* _Brano di testo_:
+ + + +

“È finita”, sarebbe questa la frase pronunciata dal boss Messina Denaro al suo autista Giovanni Luppino quando ha capito che di lì a poco sarebbe finito in manette. Lo ha detto lo stesso Luppino al gip sostenendo di essersi reso conto della vera identità del boss, presentatogli mesi prima con un altro nome, solo in quel momento. Luppino vedendo i carabinieri avvicinarsi avrebbe detto al capomafia se cercassero lui e Messina Denaro avrebbe risposto: “si, è finita”.
Nonostante sia incensurato, “deve sottolinearsi che, per quanto allo stato è dato sapere, l’indagato risulta la persona più vicina allo storico capo della mafia trapanese su cui forze di polizia giudiziaria e magistratura siano riusciti ad oggi a mettere le mani”. Lo scrivono i pm di Palermo nella richiesta di convalida dell’arresto e di ordinanza di custodia cautelare per Giovanni Luppino, l’agricoltore trapanese bloccato nel blitz alla clinica La Maddalena che ha portato all’arresto del boss Matteo Messina Denaro.
Luppino è dunque un “collaboratore certamente fidato”, scrivono ancora i magistrati, dell’ultimo boss stragista “capace di mantenere fino a oggi l’anonimato e il suo stesso stato di latitanza a fronte di centinaia di arresti di fiancheggiatori e decine di prossimi congiunti, verosimilmente custode di verità inerenti le pagine più cupe della storia repubblicana”. E che Luppino fosse perfettamente a conoscenza di chi fosse colui che si celava dietro l’identità di ‘Andrea Bonafede’, i pm lo ribadiscono in un altro passaggio della richiesta. L’autista di un boss, affermano è “necessariamente un soggetto di assoluta fiducia della persona ‘accompagnata'” e “inevitabilmente al corrente del delicato compito affidatogli”.

+ + + +

* _Materiale fornito_:
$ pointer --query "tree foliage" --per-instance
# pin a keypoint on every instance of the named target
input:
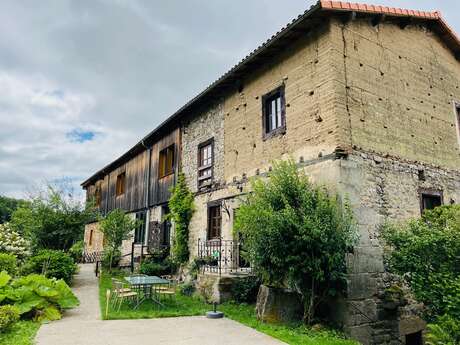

+ + + +

* _Esplora il materiale_:
a – Nel brano sull'arresto di Messina Denaro, in quale clinica è stato bloccato Giovanni Luppino?
b – Per favore, indica se ciascuna affermazione concorda con il brano sull'arresto di Messina Denaro, citando le parole decisive del testo: (i) Luppino ha precedenti penali; (ii) Messina Denaro rispose a Luppino che era finita; (iii) Luppino è un agricoltore trapanese.
c – Prosegui il brano sull'arresto di Messina Denaro a partire dall'ultima frase riportata.

* _Risposte alle attività_:
a – Nella clinica La Maddalena.

b –
(i) No: "Nonostante sia incensurato".
(ii) Sì: "Messina Denaro avrebbe risposto: “si, è finita”".
(iii) Sì: "l’agricoltore trapanese bloccato nel blitz alla clinica La Maddalena".

c –
“E come mai – aggiungono – potrebbe essere il contrario”, soprattutto nel caso di specie in cui il latitante è un capo mafia latitante da 30 anni. Luppino ha quindi “contribuito, in senso materiale e causale, alla prosecuzione della latitanza: facendogli da autista e accompagnatore personale ha certamente garantito” al boss “possibilità di spostamento in via riservata senza necessità di dover ricorrere a mezzi di locomozione direttamente condotti dallo stesso latitante o mezzi di locomozione pubblici o privati che potessero in qualche modo esporlo alla cattura”.
Allo stato, concludono i magistrati, “nessun elemento può consentire di ritenere che una figura che è letteralmente riuscita a trascorrere indisturbata circa 30 anni di latitanza, si sia attorniata di figure inconsapevoli dei compiti svolti e dei connessi rischi, e anzi, l’incredibile durata di questa latitanza milita in senso decisamente opposto, conducendo a ritenere che proprio l’estrema fiducia e il legame saldato con le figure dei suoi stessi fiancheggiatori, abbia in qualche modo contribuito alla procrastinazione nel tempo della sua cattura che, altrimenti, sarebbe potuta effettivamente intervenire anche in tempi più risalenti”.